Instructions for the task: Please output every one of the lines below verbatim, without changing anything.

Records:
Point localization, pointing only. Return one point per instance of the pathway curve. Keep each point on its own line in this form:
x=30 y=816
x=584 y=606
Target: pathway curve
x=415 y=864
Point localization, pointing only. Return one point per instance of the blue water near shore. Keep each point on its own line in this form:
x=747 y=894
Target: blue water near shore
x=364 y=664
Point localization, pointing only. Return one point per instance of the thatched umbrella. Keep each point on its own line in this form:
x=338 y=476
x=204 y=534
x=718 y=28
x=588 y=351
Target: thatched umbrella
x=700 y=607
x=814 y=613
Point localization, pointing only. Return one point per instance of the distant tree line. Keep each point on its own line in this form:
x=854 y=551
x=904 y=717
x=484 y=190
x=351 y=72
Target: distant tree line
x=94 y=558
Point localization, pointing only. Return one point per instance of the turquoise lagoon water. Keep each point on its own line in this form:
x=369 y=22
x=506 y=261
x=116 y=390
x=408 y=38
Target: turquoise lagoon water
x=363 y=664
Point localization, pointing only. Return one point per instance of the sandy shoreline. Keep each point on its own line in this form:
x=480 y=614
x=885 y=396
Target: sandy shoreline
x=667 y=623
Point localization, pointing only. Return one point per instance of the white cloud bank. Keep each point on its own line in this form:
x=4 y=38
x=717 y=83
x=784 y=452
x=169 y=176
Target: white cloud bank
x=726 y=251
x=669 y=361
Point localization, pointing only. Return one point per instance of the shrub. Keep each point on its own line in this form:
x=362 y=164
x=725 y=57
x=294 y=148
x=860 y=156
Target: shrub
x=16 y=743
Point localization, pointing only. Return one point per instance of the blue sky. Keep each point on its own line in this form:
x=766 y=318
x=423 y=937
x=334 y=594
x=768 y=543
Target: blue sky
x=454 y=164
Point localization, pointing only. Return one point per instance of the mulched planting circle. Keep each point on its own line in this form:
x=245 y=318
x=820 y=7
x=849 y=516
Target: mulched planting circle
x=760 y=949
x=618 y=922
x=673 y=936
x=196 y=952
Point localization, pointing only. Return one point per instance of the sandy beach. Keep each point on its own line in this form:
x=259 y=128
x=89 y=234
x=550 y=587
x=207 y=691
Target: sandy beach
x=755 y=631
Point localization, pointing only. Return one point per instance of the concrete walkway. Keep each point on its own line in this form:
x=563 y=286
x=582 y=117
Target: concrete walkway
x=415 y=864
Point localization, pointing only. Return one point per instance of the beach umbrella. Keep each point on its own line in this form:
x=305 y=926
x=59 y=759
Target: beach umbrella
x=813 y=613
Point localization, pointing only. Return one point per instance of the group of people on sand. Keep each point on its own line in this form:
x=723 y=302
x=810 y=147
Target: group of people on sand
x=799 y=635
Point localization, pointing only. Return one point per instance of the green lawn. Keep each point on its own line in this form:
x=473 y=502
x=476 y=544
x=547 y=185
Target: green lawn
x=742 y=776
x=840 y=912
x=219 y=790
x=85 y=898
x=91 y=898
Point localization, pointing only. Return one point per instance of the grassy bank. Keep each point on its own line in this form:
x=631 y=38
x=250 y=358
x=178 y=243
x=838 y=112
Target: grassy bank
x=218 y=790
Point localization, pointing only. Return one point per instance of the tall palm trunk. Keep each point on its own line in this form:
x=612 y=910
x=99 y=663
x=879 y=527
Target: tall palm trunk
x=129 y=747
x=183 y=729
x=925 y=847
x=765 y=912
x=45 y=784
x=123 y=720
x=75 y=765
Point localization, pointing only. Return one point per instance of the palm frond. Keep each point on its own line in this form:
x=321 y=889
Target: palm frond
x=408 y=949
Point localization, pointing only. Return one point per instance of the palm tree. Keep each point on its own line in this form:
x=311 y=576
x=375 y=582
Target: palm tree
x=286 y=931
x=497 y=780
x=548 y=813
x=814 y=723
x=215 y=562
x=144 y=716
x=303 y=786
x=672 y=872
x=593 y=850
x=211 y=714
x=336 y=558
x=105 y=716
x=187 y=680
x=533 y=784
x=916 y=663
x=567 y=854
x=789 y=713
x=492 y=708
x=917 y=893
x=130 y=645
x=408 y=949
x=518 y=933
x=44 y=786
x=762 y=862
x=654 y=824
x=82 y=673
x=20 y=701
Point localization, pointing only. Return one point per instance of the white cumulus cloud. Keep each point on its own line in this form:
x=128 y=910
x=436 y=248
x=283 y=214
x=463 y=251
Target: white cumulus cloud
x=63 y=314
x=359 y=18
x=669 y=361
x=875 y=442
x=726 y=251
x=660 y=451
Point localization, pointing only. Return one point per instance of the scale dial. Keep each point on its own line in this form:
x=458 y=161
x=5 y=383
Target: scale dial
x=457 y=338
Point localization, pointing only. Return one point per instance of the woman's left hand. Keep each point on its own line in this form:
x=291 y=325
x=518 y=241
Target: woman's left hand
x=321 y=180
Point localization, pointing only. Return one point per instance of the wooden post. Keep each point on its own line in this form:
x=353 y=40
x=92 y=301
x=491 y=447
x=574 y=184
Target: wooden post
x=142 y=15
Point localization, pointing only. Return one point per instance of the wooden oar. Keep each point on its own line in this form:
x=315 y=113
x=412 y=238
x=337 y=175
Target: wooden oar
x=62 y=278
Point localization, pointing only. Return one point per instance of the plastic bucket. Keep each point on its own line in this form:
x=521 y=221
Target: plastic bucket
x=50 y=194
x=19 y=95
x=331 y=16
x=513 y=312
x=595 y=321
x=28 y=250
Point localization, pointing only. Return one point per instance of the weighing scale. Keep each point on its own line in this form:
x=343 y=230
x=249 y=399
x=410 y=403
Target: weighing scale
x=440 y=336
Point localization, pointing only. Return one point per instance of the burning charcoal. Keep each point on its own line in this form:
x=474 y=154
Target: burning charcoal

Reply:
Point localization, pointing only. Return one point per instance of the pathway curve. Keep each point on its own line in this form:
x=30 y=816
x=584 y=606
Target: pathway curve
x=415 y=864
Point localization, pointing only. Return one point per instance of the blue water near shore. Keep each point on its own line in this form:
x=747 y=894
Target: blue water near shore
x=364 y=664
Point localization, pointing only. Return one point per instance of the thatched umbrella. Keep each point on its own line in this form:
x=338 y=476
x=204 y=534
x=718 y=28
x=588 y=351
Target: thatched umbrella
x=700 y=607
x=814 y=613
Point localization, pointing only. Return one point per instance of the distant tree line. Keep each point on its own line in this form:
x=854 y=551
x=904 y=717
x=484 y=190
x=351 y=72
Target: distant tree line
x=94 y=558
Point localization, pointing only. Return one point per instance of the turquoise lagoon water. Keep each point on its own line in this form:
x=369 y=22
x=506 y=261
x=116 y=390
x=408 y=38
Target: turquoise lagoon water
x=363 y=664
Point localization, pointing only. Return one point per instance of the sandy shoreline. Keep each point on its own line in this form:
x=480 y=614
x=885 y=396
Target: sandy shoreline
x=667 y=623
Point localization, pointing only. Return one point per instance of the white cloud bank. Keep each point on its own line in this form:
x=4 y=38
x=717 y=83
x=784 y=452
x=169 y=176
Target: white cloud bank
x=726 y=251
x=669 y=361
Point localization, pointing only. Return one point per instance of the shrub. Keep each point on its own line in this form:
x=362 y=164
x=725 y=57
x=294 y=148
x=860 y=156
Target: shrub
x=16 y=743
Point localization, pointing only. Return one point per instance of the blue sky. Keep each point on its own line in this form:
x=766 y=318
x=423 y=937
x=334 y=594
x=768 y=543
Target: blue sky
x=454 y=164
Point localization, pointing only. Return one point per instance of the mulched planting circle. Keep each point on its own line in this form:
x=245 y=318
x=820 y=7
x=849 y=516
Target: mulched planting circle
x=760 y=949
x=618 y=922
x=673 y=936
x=196 y=952
Point localization, pointing only. Return one point per instance of the sandy beach. Keep each point on its own line in this form:
x=259 y=128
x=89 y=234
x=550 y=587
x=207 y=691
Target: sandy beach
x=755 y=631
Point localization, pointing only. Return one point per instance of the concrete walkway. Keep each point on its own line in this form:
x=563 y=286
x=582 y=117
Target: concrete walkway
x=415 y=864
Point localization, pointing only. Return one point per instance of the beach umbrella. Keep each point on its own line in this form:
x=305 y=926
x=59 y=759
Target: beach umbrella
x=813 y=613
Point localization, pointing only. Return one point per instance of the group of people on sand. Keep each point on its own line in this form:
x=723 y=302
x=810 y=147
Target: group of people on sand
x=799 y=635
Point localization, pointing only. Return one point per instance of the green lawn. Keep each point on its own line in this form:
x=473 y=502
x=476 y=544
x=547 y=185
Target: green lawn
x=742 y=776
x=840 y=912
x=219 y=790
x=85 y=898
x=91 y=898
Point localization, pointing only. Return one point per instance of the grassy bank. Keep each point on its own line in this form:
x=631 y=38
x=250 y=358
x=178 y=243
x=838 y=112
Target: grassy bank
x=218 y=790
Point localization, pointing only. Return one point per instance of the tall palm trunk. Keep each point on its own line in this form:
x=612 y=910
x=99 y=663
x=879 y=527
Target: tall palm trunk
x=129 y=747
x=183 y=729
x=925 y=847
x=765 y=912
x=45 y=784
x=123 y=720
x=75 y=765
Point localization, pointing only. Return one point per instance of the palm frond. Keep each point on its own line in this form:
x=321 y=889
Target: palm frond
x=408 y=949
Point localization, pointing only. Return one point per instance of the palm tree. Keep each point on its own line in this form:
x=311 y=576
x=375 y=582
Target: palm tree
x=286 y=931
x=497 y=780
x=548 y=813
x=814 y=723
x=215 y=562
x=144 y=716
x=303 y=786
x=672 y=872
x=593 y=850
x=211 y=714
x=336 y=558
x=105 y=716
x=187 y=680
x=533 y=784
x=916 y=663
x=567 y=854
x=789 y=713
x=492 y=708
x=917 y=893
x=130 y=645
x=408 y=949
x=518 y=933
x=44 y=786
x=762 y=862
x=654 y=824
x=82 y=673
x=20 y=701
Point localization, pointing only. Return one point per instance of the white cumulus cloud. Keep each point on its own line in this form:
x=128 y=910
x=436 y=248
x=283 y=214
x=463 y=251
Target: white cumulus cloud
x=63 y=314
x=359 y=18
x=669 y=361
x=875 y=442
x=726 y=251
x=660 y=451
Point localization, pointing only. Return one point per instance of the scale dial. Keep each point on its own line in this form:
x=458 y=161
x=5 y=383
Target: scale dial
x=457 y=338
Point localization, pointing only. Return one point per instance of the woman's left hand. Keep each point on its own line in this form:
x=291 y=325
x=518 y=241
Target: woman's left hand
x=321 y=180
Point localization, pointing only. Return one point per instance of the wooden post. Keep each point on its own line in this form:
x=353 y=40
x=92 y=301
x=491 y=447
x=574 y=184
Target: wooden post
x=142 y=15
Point localization, pointing only. Return one point per instance of the wooden oar. Keep each point on its own line in this form:
x=315 y=113
x=412 y=238
x=337 y=175
Target: wooden oar
x=62 y=278
Point localization, pointing only. Return one point per instance of the plastic bucket. Keep each point on its own line in this form:
x=521 y=221
Target: plastic bucket
x=50 y=194
x=19 y=95
x=331 y=16
x=513 y=312
x=595 y=321
x=28 y=250
Point localization, pointing only. Return one point per instance of the weighing scale. Keep each point on its own line in this form:
x=343 y=230
x=249 y=399
x=410 y=403
Target: weighing scale
x=440 y=336
Point localization, pointing only. Return one point per instance of the burning charcoal. Keep each point on its own line in this form:
x=474 y=154
Target: burning charcoal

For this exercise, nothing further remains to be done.